Detection annotation records
--- Begin ---

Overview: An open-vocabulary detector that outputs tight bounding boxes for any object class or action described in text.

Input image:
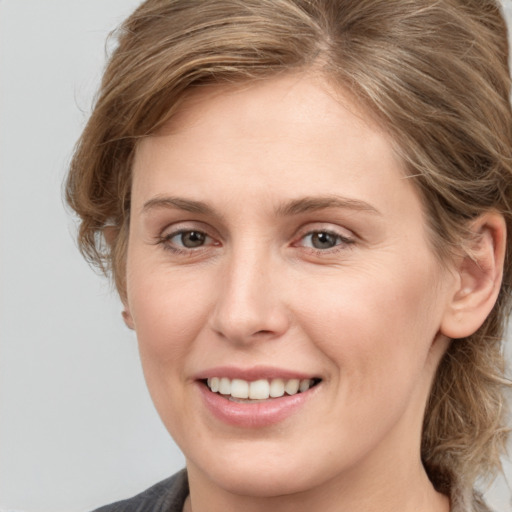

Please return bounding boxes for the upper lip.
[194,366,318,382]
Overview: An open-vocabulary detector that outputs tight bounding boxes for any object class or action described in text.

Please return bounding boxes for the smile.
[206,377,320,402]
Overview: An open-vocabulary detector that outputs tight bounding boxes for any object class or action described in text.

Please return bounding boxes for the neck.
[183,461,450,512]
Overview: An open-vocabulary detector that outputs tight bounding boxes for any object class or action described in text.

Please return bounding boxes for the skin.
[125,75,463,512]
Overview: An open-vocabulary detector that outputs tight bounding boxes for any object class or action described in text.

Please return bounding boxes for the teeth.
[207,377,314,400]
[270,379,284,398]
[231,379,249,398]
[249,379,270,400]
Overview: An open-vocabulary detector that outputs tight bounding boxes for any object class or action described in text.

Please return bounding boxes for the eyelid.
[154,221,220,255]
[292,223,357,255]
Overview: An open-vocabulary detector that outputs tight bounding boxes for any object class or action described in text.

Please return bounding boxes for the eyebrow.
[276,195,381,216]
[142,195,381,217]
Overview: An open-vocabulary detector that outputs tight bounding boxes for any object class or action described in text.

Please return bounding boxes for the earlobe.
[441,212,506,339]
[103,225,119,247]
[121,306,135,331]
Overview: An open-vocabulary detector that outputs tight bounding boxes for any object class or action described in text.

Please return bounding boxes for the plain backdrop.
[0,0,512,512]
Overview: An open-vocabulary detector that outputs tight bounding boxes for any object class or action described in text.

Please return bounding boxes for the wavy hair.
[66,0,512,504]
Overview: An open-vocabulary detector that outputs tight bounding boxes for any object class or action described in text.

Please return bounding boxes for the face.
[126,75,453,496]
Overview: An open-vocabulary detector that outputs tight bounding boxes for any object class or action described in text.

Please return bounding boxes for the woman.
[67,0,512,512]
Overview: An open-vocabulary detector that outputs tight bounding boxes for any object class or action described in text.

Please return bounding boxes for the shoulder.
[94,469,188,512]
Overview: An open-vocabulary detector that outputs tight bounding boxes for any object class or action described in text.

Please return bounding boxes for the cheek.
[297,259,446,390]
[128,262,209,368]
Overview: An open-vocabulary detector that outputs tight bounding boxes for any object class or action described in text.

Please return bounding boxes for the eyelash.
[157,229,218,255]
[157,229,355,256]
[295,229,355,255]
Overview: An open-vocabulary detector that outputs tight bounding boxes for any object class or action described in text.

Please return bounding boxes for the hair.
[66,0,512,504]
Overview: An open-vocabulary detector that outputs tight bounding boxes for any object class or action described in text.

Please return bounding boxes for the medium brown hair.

--- End ---

Repeat the items above word for word, covering every one of them, and leave out the pictures.

Solution to the exercise:
Overview: An open-vocabulary detector that outputs tight bounding boxes for any object class or action described in text.

Input image:

Please return bounding boxes for the upper lip.
[194,366,318,382]
Overview: An open-vocabulary detector that outputs tight bounding boxes for any object class or action described in text.

Please return bounding boxes for the smile.
[206,377,320,402]
Overview: An open-vocabulary detector that outputs tight bounding boxes for any object class or action described in text.

Please return bounding boxes for the neck.
[183,461,450,512]
Overview: An open-vocabulary detector that outputs tight bounding boxes for any object class or action described in text.

Please return bounding boxes for the skin.
[125,75,463,512]
Overview: An open-vocabulary detector that outputs tight bounding boxes for any object class or action described in text.

Please return bounding boxes for the teeth.
[207,377,314,400]
[270,379,284,398]
[231,379,249,398]
[249,379,270,400]
Overview: An open-vocabulary detector that outputs tight bounding boxes for any object class or action described in text.

Please return bounding boxes for the eyelid.
[154,221,220,255]
[292,223,357,255]
Overview: An open-vocabulary detector that outputs tight bounding boxes for any object class or action described in text.

Please return bounding boxes for the eyebrow.
[276,195,381,216]
[142,195,381,217]
Overview: An open-vocabulary detector that outputs tight bounding boxes for any object class or action described in text.

Please return bounding boxes for the earlobe.
[441,212,506,339]
[103,225,119,247]
[121,306,135,331]
Overview: An open-vocabulary detector that outputs tight bounding boxes for any object class or action described in text.

Please return bounding boxes for the plain backdrop.
[0,0,512,512]
Overview: An open-vocabulary detector that outputs tight bounding boxes for any object class or action described in text.

Please return bounding boxes for the wavy hair.
[66,0,512,504]
Overview: An open-vocabulary detector that outputs tight bounding boxes for any object class or action described in text.

Please return bounding boxes for the face.
[126,75,453,496]
Overview: An open-vocabulary detector that outputs tight bounding boxes for any object class or action described in text.

Please return bounding boxes for the woman.
[67,0,512,512]
Overview: An open-vocabulary detector that outputs tight bounding boxes for any object class or action described in text.

Please return bounding boxes for the shoulder.
[94,469,188,512]
Overview: An open-vocabulary detector that outputs tight bounding boxes for any object class or action described in text.

Please return bounding boxes for the cheek.
[297,259,446,390]
[128,262,209,368]
Overview: An open-vocabulary detector that outputs tight bounding boxes for any object class or action described in text.

Please return bounding boxes for the eyelash.
[157,229,218,255]
[157,229,355,256]
[295,229,355,255]
Overview: An open-vocabulary detector that outputs tight bounding boxes for any object class or action described in text.

Please return bounding boxes for the hair.
[66,0,512,504]
Overview: An open-vocabulary detector that outputs tight bounding boxes for any object class or action described in text.

Please return bounding boxes for the medium brown hair.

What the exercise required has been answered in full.